* Problem to solve: Reproduce the following lines exactly, every one of them.

------ Provided data

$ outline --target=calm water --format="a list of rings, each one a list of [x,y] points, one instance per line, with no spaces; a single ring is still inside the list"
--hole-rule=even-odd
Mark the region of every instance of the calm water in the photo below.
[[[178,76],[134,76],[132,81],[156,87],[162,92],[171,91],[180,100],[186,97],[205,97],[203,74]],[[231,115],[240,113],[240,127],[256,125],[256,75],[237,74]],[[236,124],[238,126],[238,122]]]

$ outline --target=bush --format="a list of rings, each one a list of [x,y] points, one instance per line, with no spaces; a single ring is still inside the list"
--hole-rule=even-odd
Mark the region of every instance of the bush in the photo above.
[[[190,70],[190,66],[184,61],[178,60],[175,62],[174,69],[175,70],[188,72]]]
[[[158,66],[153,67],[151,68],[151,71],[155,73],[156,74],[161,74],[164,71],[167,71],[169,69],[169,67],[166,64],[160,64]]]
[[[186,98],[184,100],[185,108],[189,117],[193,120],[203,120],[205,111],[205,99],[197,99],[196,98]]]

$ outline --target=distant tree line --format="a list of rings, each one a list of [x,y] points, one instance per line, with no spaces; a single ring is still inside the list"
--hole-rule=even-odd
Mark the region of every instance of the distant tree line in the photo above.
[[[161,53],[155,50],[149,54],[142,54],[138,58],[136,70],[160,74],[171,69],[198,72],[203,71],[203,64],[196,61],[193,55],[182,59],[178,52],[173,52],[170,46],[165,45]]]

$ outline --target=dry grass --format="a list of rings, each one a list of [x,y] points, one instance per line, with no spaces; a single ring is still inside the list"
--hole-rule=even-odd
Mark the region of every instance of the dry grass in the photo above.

------------

* The reply:
$ outline --target=calm water --format="a list of rings, each one a list of [x,y] points, one instance per line, with no spaces; a single ring is still inside the list"
--hole-rule=even-odd
Mark the region of every instance of the calm water in the photo below.
[[[178,76],[134,76],[132,81],[156,87],[162,92],[171,91],[180,100],[186,97],[205,97],[203,74]],[[231,115],[240,113],[240,127],[256,125],[256,75],[237,74]],[[236,124],[238,126],[238,122]]]

$ outline --target=bush --format="a list of rings, each one a list of [x,y] points, one instance per line, with no spaces; a single ring is still inside the list"
--hole-rule=even-odd
Mark the region of every instance of the bush in the photo above.
[[[190,70],[190,66],[184,61],[178,60],[175,62],[174,69],[175,70],[188,72]]]
[[[158,66],[153,67],[151,68],[151,71],[155,73],[156,74],[161,74],[164,71],[167,71],[169,69],[169,67],[166,64],[160,64]]]
[[[186,98],[184,100],[185,108],[189,117],[193,120],[203,120],[205,111],[205,99],[197,99],[196,98]]]

$ outline --target=distant tree line --format="a list of rings, each one a list of [x,y] points, one instance per line, with no spaces; a single ring is still inside the list"
--hole-rule=even-odd
Mark the region of every instance of the distant tree line in the photo above.
[[[161,53],[155,50],[149,54],[142,54],[138,58],[136,70],[160,74],[171,69],[198,72],[203,71],[203,64],[196,61],[193,55],[182,59],[178,52],[173,52],[170,46],[165,45]]]

$ outline --target=dry grass --format="a list of rings, each one a list of [x,y] points, one instance per line, with no spaces; a single ring is still inside the list"
--hole-rule=even-odd
Mark the region of every instance of the dry grass in the photo above.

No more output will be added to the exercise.